Find the line containing "Every instance of the brown". Return it and every line after it, unchanged, up to and including the last line.

>>>>

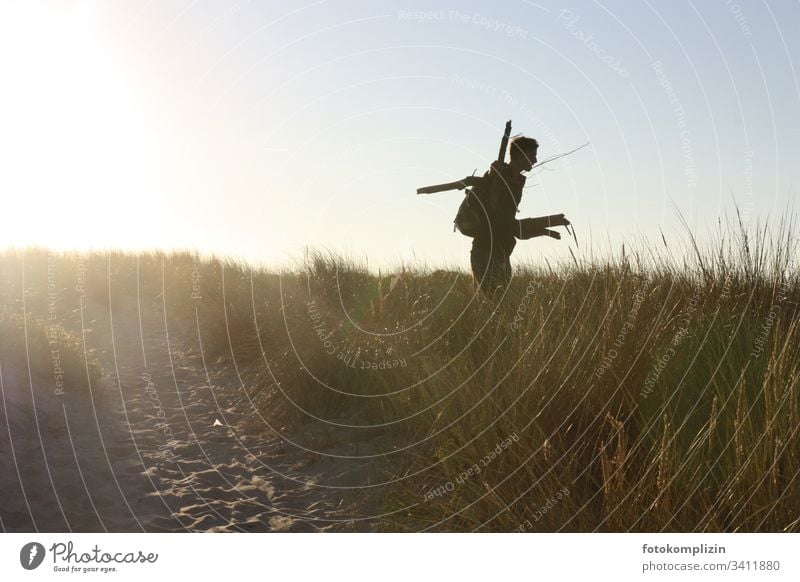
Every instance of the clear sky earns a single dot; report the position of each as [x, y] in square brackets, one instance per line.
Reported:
[257, 129]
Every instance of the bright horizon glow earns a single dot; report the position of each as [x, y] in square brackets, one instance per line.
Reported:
[259, 130]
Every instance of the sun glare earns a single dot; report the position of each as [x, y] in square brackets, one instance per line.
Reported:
[75, 150]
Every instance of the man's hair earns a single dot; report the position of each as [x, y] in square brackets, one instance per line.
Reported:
[523, 146]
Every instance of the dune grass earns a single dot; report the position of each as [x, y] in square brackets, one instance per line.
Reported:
[639, 393]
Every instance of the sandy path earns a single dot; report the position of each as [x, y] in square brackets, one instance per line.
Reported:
[160, 449]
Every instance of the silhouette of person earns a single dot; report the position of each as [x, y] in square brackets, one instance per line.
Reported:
[490, 257]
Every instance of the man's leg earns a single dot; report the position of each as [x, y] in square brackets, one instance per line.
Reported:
[491, 268]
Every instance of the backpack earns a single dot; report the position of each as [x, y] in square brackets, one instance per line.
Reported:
[471, 213]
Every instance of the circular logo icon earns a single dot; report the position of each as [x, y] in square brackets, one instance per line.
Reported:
[31, 555]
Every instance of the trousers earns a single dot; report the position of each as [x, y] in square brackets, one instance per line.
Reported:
[491, 265]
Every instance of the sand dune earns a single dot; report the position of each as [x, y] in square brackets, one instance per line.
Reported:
[160, 446]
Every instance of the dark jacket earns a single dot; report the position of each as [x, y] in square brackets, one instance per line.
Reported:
[502, 192]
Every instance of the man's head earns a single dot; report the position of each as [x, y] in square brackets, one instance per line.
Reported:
[523, 153]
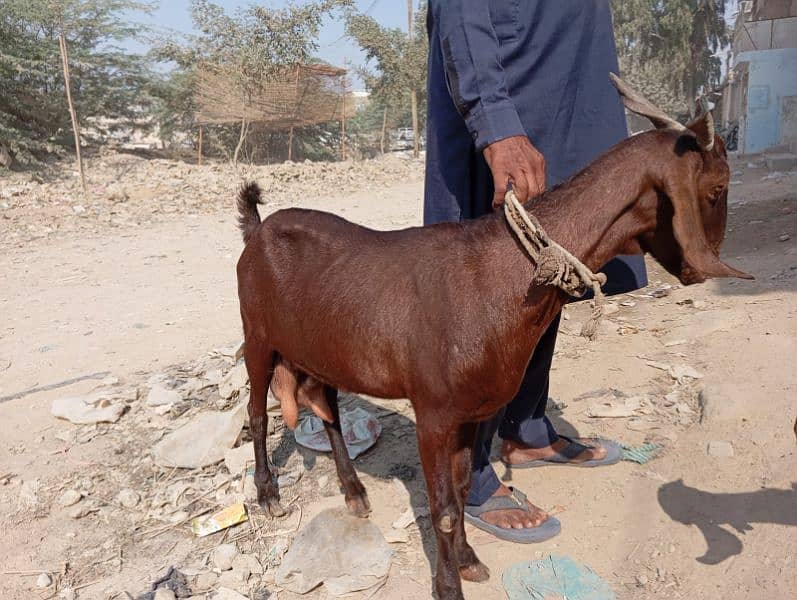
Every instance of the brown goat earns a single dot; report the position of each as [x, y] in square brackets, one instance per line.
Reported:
[445, 315]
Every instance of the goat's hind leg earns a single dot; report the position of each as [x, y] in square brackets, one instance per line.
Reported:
[470, 567]
[438, 444]
[356, 496]
[260, 361]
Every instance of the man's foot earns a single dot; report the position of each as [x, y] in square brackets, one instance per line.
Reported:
[531, 516]
[513, 453]
[509, 516]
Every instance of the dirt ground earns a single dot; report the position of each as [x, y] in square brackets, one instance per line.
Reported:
[137, 298]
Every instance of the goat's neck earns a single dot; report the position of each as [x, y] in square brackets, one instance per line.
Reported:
[593, 215]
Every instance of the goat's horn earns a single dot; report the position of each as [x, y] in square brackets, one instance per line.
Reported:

<<<<

> [TASK SOLUTION]:
Every instance of the brown goat earns a single dot; report the position of each as [x, y] in square brackets, one instance per line.
Reported:
[445, 315]
Every instance of the goat's hind leg earns a single dot; report the position of each as [x, y] in square brackets, one instance per line.
Reported:
[470, 567]
[438, 444]
[356, 496]
[260, 361]
Every instance of the man's foot earns a single dot; report the position of each as [x, y] in square brackets, one instance per line.
Reported:
[531, 516]
[513, 453]
[509, 516]
Every instance of the dirt ground earns a single dot; report the position of each as [x, y] in square brackets, one instance per line.
Reported:
[137, 298]
Every instance of the goat's neck earns a single dot; report the position of each as [x, y] in square brackets, one instance per line.
Reported:
[593, 215]
Every instance of the goat's horn earns a single dot; report the position of each as [x, y] in square brackets, one instance per line.
Reported:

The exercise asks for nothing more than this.